**Excerpted passage:**

--- START ---

In the early 19th century, U.S. local governments built public nursing homes to take care of their elderly residents. But now, 65 percent of nursing homes are for-profit, 28 percent are nonprofit, and a mere 7 percent are public, notes Anna A. Amirkhanyan of the school of public affairs at American University. This drive to privatize is for the worse, suggest her team’s findings in the spring 2008 Journal of Policy Analysis and Management. Their review of 14,423 nursing home inspection reports shows that public nursing homes not only provide better care, but also serve more impoverished clients than do their for-profit and nonprofit counterparts.

“Maximizing quality and access is a zero-sum game for nonprofit and for-profit nursing homes,” notes Amirkhanyan. “For-profit ‘Medicaid mills’ have an incentive to offer worse care to more patients,” whereas nonprofit homes offer better care to fewer clients. “But public sector nursing homes seem to maximize both quality and access.”

--- END ---

**Check your understanding:**
1 > How would you rewrite the stretch of the nursing home passage from "In the early" through "and nonprofit counterparts." with "elderly residents" replaced by "older residents"?
2 > What comes next in the nursing home passage? Continue it from where it stops.
The rows that come next are separate material with no connection to the passage about nursing homes.

**Extracted data:**
--- START ---

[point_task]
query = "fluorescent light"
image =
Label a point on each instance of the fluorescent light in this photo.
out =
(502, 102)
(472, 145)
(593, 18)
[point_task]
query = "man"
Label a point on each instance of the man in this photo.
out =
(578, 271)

--- END ---

**Answers to the exercise:**
1 >
In the early 19th century, U.S. local governments built public nursing homes to take care of their older residents. But now, 65 percent of nursing homes are for-profit, 28 percent are nonprofit, and a mere 7 percent are public, notes Anna A. Amirkhanyan of the school of public affairs at American University. This drive to privatize is for the worse, suggest her team’s findings in the spring 2008 Journal of Policy Analysis and Management. Their review of 14,423 nursing home inspection reports shows that public nursing homes not only provide better care, but also serve more impoverished clients than do their for-profit and nonprofit counterparts.

2 >
Patricia L. McGinnis, executive director of California Advocates for Nursing Home Reform, explains: “The key to decent care is staffing. Government nursing homes are unionized, and so have higher wages and better benefits. That leads to less staff turnover, more consistency in care, and therefore better care.”

Amirkhanyan’s team recommends opening more public nursing homes, raising federal reimbursements to nonprofits, and improving regulation of for-profit homes.